TASK OBJECTIVE → Pick out each line in the rows below that contains the word "tree", and copy those lines.

EXERCISE MATERIALS →

···

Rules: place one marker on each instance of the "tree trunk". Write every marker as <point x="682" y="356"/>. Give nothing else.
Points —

···

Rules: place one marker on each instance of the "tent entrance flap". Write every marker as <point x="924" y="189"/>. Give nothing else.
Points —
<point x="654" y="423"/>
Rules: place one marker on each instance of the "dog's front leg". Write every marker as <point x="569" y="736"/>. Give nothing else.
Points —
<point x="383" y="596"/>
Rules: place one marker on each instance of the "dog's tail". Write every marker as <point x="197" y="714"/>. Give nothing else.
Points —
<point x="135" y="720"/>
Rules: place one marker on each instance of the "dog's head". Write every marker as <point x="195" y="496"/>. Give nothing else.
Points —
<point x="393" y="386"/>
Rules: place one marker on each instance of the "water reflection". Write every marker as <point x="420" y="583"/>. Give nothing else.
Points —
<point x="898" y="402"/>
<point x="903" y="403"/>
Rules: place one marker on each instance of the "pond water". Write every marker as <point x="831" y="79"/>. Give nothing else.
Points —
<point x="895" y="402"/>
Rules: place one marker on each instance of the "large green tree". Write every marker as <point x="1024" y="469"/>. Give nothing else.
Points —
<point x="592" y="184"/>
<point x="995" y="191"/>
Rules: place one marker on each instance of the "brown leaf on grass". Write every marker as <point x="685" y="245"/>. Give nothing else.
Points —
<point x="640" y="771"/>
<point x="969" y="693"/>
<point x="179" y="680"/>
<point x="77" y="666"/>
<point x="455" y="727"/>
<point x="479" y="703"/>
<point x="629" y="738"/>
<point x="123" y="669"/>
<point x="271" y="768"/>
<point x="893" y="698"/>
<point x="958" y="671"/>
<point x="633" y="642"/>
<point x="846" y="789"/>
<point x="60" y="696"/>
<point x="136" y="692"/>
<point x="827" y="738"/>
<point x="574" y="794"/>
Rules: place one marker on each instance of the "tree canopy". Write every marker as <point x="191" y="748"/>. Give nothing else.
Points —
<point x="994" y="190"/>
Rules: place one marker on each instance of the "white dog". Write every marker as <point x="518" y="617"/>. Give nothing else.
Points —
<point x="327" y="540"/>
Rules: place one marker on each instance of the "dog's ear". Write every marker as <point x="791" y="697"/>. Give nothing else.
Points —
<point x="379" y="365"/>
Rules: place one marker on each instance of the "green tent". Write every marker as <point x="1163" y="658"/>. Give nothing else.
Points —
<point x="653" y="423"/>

···

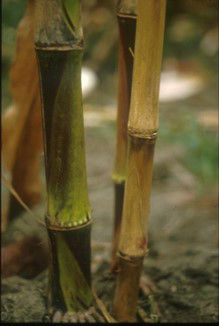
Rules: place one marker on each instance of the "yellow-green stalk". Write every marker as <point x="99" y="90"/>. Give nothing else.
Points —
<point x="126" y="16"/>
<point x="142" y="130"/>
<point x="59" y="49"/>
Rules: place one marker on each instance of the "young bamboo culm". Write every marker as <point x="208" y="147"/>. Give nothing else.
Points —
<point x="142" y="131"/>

···

PROBLEM SOLUTION →
Rules: place one marker on each instance of the "tree trunk". Write every marker as <point x="682" y="356"/>. Give nothing else.
Rules: place one marker on each instance of the "large green tree". Write every marker as <point x="1024" y="469"/>. Give nothing else.
Rules: place one marker on each instance of the "tree canopy". Write every marker as <point x="191" y="748"/>. Give nothing else.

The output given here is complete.